▶ THE INPUT
--

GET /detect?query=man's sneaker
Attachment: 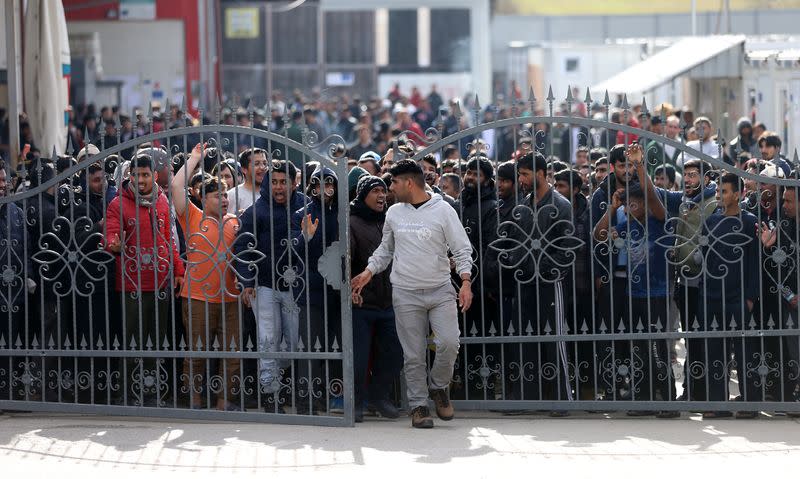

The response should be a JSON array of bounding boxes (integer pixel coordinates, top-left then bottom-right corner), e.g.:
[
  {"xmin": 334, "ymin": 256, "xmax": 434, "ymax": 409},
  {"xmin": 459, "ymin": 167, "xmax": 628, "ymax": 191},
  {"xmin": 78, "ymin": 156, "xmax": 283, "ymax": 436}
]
[
  {"xmin": 410, "ymin": 406, "xmax": 434, "ymax": 429},
  {"xmin": 735, "ymin": 410, "xmax": 758, "ymax": 419},
  {"xmin": 369, "ymin": 399, "xmax": 400, "ymax": 419},
  {"xmin": 656, "ymin": 410, "xmax": 680, "ymax": 419},
  {"xmin": 429, "ymin": 388, "xmax": 454, "ymax": 421}
]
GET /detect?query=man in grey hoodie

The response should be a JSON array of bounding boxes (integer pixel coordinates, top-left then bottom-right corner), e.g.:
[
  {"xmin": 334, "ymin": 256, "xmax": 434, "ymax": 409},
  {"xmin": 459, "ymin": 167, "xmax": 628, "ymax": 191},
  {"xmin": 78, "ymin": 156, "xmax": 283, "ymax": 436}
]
[{"xmin": 351, "ymin": 160, "xmax": 473, "ymax": 429}]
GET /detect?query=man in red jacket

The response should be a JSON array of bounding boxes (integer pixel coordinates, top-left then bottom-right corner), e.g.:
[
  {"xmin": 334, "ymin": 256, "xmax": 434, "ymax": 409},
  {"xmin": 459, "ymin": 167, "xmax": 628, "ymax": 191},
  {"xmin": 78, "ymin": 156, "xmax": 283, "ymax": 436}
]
[{"xmin": 105, "ymin": 153, "xmax": 185, "ymax": 406}]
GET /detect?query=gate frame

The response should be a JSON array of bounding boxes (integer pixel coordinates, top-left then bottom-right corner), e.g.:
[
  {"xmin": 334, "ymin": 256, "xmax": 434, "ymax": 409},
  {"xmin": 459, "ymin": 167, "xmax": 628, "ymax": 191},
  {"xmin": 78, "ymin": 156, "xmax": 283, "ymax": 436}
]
[{"xmin": 0, "ymin": 124, "xmax": 356, "ymax": 426}]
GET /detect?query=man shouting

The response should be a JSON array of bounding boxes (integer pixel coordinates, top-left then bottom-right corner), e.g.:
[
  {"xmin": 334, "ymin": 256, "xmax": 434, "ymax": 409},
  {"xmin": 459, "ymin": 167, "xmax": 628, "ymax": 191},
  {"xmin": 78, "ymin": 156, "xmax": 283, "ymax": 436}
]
[{"xmin": 352, "ymin": 160, "xmax": 473, "ymax": 429}]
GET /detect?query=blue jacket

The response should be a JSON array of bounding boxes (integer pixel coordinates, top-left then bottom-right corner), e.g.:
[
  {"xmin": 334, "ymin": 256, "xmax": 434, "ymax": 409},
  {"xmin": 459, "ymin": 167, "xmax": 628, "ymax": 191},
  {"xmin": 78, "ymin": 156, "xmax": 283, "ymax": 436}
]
[
  {"xmin": 291, "ymin": 167, "xmax": 339, "ymax": 307},
  {"xmin": 233, "ymin": 179, "xmax": 308, "ymax": 291}
]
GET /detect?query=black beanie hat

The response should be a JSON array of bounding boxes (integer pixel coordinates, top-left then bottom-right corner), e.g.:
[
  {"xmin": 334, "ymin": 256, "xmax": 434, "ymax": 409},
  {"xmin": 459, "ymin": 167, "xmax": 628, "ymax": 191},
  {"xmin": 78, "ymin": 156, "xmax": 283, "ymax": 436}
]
[
  {"xmin": 355, "ymin": 175, "xmax": 386, "ymax": 202},
  {"xmin": 466, "ymin": 155, "xmax": 494, "ymax": 180},
  {"xmin": 497, "ymin": 160, "xmax": 516, "ymax": 182}
]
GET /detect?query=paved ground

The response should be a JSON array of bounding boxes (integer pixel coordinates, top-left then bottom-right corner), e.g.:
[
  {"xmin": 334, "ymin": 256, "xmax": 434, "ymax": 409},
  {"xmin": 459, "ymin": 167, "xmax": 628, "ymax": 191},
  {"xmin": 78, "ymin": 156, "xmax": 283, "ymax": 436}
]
[{"xmin": 2, "ymin": 410, "xmax": 799, "ymax": 478}]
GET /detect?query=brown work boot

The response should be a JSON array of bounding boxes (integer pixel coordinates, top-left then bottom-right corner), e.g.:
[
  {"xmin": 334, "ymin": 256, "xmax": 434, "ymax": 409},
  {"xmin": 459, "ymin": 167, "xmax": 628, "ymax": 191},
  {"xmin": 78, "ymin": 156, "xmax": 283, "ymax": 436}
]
[
  {"xmin": 410, "ymin": 406, "xmax": 434, "ymax": 429},
  {"xmin": 429, "ymin": 388, "xmax": 454, "ymax": 421}
]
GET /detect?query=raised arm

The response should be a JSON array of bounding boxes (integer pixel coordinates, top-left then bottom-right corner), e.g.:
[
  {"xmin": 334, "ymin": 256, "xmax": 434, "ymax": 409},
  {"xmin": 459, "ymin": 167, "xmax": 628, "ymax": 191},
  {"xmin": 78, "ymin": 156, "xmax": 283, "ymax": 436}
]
[
  {"xmin": 171, "ymin": 143, "xmax": 204, "ymax": 217},
  {"xmin": 628, "ymin": 142, "xmax": 666, "ymax": 221}
]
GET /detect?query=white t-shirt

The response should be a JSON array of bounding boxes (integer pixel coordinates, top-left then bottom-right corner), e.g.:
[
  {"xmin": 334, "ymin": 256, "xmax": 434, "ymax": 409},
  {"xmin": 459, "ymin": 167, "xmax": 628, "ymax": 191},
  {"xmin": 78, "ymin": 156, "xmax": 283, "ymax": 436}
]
[
  {"xmin": 231, "ymin": 183, "xmax": 260, "ymax": 215},
  {"xmin": 679, "ymin": 139, "xmax": 719, "ymax": 165}
]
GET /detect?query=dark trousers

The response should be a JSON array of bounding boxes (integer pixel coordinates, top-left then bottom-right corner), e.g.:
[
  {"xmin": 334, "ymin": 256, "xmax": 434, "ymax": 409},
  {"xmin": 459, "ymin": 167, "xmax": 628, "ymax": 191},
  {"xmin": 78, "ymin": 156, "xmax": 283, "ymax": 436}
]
[
  {"xmin": 123, "ymin": 291, "xmax": 172, "ymax": 406},
  {"xmin": 676, "ymin": 283, "xmax": 705, "ymax": 400},
  {"xmin": 629, "ymin": 297, "xmax": 673, "ymax": 401},
  {"xmin": 352, "ymin": 307, "xmax": 403, "ymax": 406},
  {"xmin": 702, "ymin": 304, "xmax": 763, "ymax": 402},
  {"xmin": 297, "ymin": 293, "xmax": 341, "ymax": 413},
  {"xmin": 782, "ymin": 307, "xmax": 800, "ymax": 401},
  {"xmin": 596, "ymin": 277, "xmax": 629, "ymax": 398},
  {"xmin": 514, "ymin": 281, "xmax": 572, "ymax": 401}
]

--

▶ PROBLEM DESCRIPTION
Where a line of the data holds the word "jacket", copy that line.

▶ RESULT BELOW
GET /detect?query=man in red jacket
GET /detect?query=blue jacket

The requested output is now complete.